*** Excerpted records ***

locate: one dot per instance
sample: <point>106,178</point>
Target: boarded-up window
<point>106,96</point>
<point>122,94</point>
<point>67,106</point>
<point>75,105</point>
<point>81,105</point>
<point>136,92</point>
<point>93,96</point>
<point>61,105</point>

*** End of Excerpted records ***

§ What is expected
Return the records above in their entirety, exactly as they appear.

§ Exercise response
locate: one dot per instance
sample: <point>106,178</point>
Target: boarded-up window
<point>106,96</point>
<point>122,94</point>
<point>67,106</point>
<point>75,105</point>
<point>81,105</point>
<point>136,92</point>
<point>93,96</point>
<point>61,105</point>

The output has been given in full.